● Stated task: Could you revise the records from the start through the line containing "111,244 -> 351,705", changing "railroad track" to "rail line" and leaving everything else the same?

-------- Records

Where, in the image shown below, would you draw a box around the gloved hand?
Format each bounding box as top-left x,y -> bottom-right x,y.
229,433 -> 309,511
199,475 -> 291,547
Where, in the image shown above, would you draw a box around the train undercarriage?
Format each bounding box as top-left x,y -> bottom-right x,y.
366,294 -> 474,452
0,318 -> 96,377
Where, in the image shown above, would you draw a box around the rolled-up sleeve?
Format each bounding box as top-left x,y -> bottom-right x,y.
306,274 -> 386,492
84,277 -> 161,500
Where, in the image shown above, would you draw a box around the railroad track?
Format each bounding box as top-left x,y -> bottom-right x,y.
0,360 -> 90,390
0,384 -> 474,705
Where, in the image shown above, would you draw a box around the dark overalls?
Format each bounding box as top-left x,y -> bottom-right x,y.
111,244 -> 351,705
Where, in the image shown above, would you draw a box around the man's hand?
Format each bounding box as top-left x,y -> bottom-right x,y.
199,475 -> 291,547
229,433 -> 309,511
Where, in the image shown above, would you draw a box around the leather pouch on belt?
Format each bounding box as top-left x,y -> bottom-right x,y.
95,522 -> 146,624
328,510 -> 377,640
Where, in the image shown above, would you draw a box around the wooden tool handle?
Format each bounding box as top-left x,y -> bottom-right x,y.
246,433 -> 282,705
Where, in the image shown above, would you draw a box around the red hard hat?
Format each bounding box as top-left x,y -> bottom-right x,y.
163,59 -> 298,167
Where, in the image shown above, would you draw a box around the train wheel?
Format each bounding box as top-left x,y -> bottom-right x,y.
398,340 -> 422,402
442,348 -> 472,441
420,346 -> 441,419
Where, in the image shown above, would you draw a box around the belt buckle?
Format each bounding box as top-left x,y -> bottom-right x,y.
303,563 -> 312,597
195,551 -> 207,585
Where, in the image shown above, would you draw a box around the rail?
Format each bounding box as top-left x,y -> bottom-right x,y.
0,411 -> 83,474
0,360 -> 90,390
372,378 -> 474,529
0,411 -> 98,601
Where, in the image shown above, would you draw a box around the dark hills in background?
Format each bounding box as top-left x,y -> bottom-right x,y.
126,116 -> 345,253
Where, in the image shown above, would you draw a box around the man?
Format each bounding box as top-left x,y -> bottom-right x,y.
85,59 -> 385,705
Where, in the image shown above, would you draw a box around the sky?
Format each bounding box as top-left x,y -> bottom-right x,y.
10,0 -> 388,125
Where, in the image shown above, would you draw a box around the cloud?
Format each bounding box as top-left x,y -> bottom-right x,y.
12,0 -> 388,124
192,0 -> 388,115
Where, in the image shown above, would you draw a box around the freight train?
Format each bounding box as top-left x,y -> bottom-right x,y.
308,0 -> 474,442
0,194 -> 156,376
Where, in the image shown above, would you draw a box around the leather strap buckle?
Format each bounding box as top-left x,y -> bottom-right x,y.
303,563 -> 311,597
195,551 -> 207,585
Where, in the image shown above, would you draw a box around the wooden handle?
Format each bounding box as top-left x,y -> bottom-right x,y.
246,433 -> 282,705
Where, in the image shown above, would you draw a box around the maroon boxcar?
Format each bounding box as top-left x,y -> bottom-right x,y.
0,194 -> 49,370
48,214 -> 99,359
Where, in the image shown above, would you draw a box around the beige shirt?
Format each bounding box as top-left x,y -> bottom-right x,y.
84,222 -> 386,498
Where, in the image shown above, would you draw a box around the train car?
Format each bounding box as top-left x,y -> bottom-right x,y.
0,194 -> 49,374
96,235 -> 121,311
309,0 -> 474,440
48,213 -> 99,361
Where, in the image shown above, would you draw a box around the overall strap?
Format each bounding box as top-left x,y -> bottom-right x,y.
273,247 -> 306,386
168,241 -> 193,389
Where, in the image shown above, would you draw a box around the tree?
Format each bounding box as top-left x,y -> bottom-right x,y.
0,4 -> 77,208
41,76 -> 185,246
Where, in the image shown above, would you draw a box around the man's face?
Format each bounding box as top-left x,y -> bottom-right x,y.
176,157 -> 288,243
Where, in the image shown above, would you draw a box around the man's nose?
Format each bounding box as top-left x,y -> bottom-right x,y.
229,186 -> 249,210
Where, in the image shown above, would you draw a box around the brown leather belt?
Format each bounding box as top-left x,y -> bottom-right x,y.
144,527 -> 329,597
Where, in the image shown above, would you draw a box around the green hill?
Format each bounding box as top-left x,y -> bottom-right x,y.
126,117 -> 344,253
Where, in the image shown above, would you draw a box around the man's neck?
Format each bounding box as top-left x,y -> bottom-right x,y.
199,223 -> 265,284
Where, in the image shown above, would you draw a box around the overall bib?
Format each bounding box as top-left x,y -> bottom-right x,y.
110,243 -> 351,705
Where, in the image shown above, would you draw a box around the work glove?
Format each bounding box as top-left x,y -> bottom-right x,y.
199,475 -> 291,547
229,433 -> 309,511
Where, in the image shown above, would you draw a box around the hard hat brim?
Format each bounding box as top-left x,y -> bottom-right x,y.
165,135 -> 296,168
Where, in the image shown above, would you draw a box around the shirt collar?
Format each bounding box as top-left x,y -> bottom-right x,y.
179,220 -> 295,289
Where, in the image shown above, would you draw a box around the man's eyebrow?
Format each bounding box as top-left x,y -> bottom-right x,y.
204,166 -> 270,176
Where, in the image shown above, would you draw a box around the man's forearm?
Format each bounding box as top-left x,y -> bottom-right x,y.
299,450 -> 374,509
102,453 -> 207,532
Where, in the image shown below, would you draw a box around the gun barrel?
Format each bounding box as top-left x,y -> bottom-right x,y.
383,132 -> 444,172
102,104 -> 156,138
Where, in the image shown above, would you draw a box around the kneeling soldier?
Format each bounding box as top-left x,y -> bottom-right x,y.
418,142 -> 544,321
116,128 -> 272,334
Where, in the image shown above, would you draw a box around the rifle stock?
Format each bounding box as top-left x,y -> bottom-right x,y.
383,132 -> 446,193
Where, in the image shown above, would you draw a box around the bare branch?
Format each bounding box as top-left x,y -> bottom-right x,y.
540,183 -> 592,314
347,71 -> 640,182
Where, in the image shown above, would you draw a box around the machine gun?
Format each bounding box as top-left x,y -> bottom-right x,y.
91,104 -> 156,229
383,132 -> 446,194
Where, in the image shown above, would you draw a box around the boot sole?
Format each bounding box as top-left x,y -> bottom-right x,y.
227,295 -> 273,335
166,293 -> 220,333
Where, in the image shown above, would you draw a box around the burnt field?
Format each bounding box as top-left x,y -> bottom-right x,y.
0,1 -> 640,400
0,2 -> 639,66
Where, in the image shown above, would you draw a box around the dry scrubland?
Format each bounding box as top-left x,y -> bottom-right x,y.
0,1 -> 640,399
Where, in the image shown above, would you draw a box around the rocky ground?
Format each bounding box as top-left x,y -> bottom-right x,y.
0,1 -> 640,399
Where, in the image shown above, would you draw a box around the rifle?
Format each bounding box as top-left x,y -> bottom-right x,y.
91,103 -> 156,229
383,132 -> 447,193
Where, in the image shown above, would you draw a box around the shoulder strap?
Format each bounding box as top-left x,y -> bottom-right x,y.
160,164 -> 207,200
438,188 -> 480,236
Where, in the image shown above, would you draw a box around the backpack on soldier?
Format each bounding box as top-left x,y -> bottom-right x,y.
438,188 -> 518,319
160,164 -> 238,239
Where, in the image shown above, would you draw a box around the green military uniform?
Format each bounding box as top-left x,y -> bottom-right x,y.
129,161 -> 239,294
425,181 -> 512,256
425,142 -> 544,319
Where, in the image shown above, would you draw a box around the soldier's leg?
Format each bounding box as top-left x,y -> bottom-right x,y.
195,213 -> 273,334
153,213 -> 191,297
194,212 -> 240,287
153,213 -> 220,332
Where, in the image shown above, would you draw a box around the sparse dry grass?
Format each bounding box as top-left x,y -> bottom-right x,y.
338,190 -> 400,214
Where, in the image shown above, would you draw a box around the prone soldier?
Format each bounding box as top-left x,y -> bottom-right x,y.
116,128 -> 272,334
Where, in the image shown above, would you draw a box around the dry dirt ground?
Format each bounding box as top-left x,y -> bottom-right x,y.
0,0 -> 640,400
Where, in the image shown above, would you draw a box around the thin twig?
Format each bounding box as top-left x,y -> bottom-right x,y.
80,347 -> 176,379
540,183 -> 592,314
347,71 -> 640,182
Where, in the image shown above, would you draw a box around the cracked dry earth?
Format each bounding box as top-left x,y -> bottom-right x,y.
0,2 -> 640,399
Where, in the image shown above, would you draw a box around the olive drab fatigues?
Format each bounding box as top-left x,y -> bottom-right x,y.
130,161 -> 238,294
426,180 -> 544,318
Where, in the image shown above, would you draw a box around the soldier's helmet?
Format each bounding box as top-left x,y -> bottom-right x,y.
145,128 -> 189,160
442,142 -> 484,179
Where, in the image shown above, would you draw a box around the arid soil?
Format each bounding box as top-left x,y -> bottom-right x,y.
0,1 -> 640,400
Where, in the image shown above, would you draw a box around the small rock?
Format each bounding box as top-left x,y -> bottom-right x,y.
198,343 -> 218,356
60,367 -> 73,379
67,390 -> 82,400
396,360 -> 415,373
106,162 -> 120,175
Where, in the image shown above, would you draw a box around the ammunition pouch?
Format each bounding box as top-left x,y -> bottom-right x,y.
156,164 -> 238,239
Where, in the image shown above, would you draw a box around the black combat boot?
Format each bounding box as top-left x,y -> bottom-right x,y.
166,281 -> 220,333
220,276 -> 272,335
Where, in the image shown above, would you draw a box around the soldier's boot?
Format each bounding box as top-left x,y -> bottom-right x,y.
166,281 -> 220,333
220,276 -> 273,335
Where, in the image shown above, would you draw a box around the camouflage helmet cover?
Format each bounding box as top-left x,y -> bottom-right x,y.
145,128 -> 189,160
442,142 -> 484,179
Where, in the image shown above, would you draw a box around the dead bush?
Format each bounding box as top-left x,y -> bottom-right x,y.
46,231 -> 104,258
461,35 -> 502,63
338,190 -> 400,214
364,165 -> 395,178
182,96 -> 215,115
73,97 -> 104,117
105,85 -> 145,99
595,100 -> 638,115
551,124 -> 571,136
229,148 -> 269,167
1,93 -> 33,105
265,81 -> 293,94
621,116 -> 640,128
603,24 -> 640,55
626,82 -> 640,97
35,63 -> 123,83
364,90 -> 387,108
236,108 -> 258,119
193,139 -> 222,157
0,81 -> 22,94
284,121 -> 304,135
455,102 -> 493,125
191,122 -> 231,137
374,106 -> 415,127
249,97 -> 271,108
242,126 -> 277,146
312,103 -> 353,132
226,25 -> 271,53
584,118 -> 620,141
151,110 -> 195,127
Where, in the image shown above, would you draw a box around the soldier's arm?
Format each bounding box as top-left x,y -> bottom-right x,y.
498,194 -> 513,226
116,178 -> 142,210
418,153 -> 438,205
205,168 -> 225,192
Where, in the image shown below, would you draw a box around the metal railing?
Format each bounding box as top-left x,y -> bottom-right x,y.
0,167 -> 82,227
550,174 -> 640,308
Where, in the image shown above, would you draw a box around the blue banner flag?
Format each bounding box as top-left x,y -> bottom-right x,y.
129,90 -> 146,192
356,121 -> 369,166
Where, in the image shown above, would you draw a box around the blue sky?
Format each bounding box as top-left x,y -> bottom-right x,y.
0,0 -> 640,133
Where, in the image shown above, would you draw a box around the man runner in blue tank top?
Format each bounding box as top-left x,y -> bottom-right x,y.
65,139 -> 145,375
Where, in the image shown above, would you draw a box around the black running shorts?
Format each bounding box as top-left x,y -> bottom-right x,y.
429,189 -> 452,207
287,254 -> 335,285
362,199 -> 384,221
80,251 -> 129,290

----------------

● Answer to the task:
Where, in the image shown below, would you draw a box around the gloved hand?
Format each bounding box as top-left x,y -> bottom-right x,y.
229,433 -> 309,511
199,475 -> 291,547
Where, in the image shown above, would you draw a box around the train undercarriage?
Format each bounding box as top-left x,y -> bottom-right x,y.
366,294 -> 474,452
0,318 -> 96,377
Where, in the image shown above, would you draw a box around the rolled-up sleeve?
Format each bounding box as top-left x,y -> bottom-right x,y.
306,274 -> 386,492
84,277 -> 161,500
Where, in the image shown above, would you draw a box around the rail line?
Format each bounding box as top-left x,y -> bottom-right x,y.
0,360 -> 90,390
0,384 -> 474,705
Where, in the image shown above, would you draw a box around the dark overalls?
Format each bounding box as top-left x,y -> bottom-right x,y.
111,244 -> 351,705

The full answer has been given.